| WHAT YOU SHOULD DO |
In the listing below, how many lines carry the word "steel"? Reply with only the number.

------------------------------------------------------------

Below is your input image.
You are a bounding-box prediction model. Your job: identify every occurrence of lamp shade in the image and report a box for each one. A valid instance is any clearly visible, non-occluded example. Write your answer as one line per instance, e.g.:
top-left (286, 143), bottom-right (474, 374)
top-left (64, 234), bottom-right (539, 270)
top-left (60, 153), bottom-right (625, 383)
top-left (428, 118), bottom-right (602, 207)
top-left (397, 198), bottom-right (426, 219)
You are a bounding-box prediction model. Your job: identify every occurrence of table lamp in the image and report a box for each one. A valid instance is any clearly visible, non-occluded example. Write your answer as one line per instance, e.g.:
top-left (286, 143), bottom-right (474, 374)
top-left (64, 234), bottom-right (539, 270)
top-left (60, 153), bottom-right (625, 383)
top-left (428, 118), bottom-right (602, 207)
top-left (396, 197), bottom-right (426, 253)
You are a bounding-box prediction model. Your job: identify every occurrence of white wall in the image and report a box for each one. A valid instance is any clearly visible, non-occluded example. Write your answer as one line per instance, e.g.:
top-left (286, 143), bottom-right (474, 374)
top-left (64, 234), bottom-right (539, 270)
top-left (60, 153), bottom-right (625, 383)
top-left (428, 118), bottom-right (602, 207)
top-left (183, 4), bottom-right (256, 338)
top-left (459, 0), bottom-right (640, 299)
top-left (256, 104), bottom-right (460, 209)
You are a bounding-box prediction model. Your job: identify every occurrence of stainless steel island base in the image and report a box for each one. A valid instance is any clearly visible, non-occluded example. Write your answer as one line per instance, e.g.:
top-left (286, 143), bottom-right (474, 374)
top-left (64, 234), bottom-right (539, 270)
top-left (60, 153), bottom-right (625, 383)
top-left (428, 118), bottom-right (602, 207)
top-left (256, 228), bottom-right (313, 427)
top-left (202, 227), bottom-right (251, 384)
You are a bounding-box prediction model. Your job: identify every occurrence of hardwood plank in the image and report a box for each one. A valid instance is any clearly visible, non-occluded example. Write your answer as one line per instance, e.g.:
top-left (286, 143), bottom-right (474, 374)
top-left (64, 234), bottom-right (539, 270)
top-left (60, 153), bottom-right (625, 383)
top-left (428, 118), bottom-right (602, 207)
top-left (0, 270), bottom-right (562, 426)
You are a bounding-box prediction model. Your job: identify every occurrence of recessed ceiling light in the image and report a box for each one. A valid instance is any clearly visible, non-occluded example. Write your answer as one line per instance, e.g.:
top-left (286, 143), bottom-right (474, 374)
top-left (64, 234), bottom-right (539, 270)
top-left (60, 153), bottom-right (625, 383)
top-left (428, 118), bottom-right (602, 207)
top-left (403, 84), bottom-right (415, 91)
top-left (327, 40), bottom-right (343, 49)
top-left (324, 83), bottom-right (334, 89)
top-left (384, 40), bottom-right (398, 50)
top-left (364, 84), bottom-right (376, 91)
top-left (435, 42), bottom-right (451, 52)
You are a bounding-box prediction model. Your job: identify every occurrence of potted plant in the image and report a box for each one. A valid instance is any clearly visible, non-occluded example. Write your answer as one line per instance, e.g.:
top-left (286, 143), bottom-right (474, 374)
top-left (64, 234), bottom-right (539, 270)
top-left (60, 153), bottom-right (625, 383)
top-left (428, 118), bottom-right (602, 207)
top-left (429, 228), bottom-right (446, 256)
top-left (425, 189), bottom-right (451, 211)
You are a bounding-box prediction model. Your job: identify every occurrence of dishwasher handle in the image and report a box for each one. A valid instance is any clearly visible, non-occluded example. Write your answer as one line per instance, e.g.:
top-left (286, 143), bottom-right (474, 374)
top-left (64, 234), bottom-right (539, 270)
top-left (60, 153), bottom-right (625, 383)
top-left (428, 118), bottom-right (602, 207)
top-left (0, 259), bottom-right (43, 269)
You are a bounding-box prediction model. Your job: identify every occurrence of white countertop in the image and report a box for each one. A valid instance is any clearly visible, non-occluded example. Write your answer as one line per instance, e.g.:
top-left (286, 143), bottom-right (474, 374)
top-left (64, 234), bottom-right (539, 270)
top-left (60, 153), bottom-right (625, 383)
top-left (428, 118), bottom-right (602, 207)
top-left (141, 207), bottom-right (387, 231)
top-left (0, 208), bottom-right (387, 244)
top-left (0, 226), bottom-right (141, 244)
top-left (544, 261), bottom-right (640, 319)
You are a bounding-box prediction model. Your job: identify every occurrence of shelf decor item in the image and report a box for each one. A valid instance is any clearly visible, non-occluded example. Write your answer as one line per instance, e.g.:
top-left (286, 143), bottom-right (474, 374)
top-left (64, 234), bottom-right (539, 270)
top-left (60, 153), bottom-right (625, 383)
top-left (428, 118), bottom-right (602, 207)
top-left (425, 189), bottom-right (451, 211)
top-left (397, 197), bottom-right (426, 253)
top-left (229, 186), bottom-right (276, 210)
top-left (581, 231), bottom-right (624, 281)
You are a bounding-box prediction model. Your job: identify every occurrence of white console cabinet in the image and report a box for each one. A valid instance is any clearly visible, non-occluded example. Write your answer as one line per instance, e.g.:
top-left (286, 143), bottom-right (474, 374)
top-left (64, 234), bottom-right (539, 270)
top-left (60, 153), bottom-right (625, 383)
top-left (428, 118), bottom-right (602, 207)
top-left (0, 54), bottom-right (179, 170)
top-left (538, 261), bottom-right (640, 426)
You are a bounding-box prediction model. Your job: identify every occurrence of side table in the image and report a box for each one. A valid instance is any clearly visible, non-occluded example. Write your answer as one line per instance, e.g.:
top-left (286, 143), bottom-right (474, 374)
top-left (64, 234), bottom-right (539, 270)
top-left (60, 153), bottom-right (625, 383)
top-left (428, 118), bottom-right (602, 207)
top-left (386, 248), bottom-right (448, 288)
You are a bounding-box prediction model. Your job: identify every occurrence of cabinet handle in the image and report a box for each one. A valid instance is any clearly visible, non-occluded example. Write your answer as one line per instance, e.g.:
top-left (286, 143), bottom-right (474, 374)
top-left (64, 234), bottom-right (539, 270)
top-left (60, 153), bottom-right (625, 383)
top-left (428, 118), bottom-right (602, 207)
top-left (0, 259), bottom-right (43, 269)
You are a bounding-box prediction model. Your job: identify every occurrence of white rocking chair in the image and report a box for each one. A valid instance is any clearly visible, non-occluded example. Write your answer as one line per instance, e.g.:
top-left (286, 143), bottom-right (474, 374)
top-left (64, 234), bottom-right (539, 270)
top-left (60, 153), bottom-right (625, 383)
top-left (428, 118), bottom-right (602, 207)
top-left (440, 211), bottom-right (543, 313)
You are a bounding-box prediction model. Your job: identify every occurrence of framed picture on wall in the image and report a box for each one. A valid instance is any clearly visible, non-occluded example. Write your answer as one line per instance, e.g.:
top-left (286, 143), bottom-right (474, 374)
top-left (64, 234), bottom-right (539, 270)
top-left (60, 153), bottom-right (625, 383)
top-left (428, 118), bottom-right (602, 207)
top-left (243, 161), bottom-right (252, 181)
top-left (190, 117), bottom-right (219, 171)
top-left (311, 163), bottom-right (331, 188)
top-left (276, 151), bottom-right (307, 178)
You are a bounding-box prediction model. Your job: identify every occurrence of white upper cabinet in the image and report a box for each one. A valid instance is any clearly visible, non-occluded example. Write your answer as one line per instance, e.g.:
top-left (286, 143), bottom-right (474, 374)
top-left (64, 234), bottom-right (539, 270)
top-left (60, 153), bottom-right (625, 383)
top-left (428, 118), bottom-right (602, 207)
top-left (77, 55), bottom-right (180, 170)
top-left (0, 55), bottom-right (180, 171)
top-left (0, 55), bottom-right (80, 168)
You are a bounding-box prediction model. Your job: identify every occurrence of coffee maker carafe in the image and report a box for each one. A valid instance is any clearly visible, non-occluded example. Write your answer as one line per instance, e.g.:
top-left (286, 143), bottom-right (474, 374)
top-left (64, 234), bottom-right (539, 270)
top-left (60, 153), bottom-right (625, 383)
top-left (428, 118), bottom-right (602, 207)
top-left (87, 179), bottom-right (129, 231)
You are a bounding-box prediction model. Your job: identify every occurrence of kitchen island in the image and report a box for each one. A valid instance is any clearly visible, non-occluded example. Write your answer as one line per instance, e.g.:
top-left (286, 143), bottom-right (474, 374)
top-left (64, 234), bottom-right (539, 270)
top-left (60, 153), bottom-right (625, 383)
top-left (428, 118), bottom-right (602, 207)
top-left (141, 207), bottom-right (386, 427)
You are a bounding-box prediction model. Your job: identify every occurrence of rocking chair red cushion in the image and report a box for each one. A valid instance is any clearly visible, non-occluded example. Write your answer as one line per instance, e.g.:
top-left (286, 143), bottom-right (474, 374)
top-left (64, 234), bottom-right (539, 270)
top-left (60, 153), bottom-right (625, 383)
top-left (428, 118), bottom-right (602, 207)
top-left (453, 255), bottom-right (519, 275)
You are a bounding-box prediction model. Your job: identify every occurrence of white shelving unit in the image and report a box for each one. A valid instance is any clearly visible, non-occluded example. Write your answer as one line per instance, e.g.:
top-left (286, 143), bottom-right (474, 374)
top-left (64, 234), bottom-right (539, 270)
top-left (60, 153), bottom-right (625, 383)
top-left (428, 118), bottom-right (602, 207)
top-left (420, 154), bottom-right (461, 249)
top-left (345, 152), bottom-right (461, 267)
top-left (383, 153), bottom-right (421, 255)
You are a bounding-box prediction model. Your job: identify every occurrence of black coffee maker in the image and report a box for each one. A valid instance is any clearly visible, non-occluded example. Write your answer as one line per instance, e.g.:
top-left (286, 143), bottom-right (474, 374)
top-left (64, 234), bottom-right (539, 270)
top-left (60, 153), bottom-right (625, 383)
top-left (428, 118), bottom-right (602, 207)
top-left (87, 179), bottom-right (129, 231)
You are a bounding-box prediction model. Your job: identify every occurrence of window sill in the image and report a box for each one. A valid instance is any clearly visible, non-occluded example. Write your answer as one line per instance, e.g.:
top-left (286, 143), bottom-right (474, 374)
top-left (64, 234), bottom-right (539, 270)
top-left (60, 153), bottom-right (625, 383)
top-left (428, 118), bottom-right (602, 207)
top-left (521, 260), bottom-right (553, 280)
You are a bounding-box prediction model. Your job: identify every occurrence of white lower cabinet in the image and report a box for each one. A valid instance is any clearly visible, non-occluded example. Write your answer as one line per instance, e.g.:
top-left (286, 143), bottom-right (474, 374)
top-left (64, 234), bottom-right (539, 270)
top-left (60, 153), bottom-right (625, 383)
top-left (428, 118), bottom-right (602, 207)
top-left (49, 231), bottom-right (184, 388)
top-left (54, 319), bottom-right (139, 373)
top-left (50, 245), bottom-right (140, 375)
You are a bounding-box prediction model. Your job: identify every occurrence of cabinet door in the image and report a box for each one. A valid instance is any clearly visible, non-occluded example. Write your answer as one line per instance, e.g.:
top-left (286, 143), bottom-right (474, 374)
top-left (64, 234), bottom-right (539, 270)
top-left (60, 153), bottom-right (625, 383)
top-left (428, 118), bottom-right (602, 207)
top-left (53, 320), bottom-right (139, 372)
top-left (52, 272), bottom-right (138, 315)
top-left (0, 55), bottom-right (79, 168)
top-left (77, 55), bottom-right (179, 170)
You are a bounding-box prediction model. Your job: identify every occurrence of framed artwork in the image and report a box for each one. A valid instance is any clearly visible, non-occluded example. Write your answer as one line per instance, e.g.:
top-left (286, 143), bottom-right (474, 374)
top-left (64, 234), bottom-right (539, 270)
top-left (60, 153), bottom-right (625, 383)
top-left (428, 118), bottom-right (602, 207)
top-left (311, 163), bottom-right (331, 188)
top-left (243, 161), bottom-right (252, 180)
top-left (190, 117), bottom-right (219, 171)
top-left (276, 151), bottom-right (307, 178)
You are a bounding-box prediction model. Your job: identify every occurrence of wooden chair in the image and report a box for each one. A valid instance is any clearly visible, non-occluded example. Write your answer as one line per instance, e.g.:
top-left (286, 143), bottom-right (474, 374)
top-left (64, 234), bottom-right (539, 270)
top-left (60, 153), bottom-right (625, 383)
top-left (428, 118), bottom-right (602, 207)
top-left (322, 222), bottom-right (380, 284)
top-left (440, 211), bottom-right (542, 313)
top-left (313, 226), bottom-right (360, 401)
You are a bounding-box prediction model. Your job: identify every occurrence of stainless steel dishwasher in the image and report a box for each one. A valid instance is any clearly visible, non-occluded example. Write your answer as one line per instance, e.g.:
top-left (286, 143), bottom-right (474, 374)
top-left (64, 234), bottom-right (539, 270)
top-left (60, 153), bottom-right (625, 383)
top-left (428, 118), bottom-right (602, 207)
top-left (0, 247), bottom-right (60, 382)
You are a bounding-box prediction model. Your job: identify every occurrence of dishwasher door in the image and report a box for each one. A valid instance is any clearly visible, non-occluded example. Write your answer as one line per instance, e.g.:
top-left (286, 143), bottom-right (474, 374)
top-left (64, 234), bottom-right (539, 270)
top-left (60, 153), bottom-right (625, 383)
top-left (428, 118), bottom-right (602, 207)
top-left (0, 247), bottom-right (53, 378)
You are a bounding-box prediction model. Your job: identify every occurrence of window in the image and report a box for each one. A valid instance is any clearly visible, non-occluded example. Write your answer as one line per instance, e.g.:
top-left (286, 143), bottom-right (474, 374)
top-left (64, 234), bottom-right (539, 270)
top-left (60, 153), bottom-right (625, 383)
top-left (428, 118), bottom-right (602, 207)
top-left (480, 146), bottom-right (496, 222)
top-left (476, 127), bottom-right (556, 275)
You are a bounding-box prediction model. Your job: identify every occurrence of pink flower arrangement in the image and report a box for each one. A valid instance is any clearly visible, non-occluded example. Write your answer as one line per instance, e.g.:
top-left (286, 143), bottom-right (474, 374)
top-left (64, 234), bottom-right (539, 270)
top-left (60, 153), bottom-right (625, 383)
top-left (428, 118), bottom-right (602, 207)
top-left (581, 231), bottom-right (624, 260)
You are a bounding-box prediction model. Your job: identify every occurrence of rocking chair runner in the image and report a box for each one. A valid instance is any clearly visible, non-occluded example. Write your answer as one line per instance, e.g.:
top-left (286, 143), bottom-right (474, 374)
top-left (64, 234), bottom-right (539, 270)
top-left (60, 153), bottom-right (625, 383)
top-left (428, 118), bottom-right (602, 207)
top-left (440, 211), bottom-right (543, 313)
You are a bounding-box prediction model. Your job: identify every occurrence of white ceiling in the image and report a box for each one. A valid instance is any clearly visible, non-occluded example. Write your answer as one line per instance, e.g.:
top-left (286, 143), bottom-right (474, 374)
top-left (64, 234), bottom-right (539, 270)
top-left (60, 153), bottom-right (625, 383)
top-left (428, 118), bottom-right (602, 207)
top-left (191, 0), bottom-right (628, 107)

------------------------------------------------------------

| TASK ANSWER |
2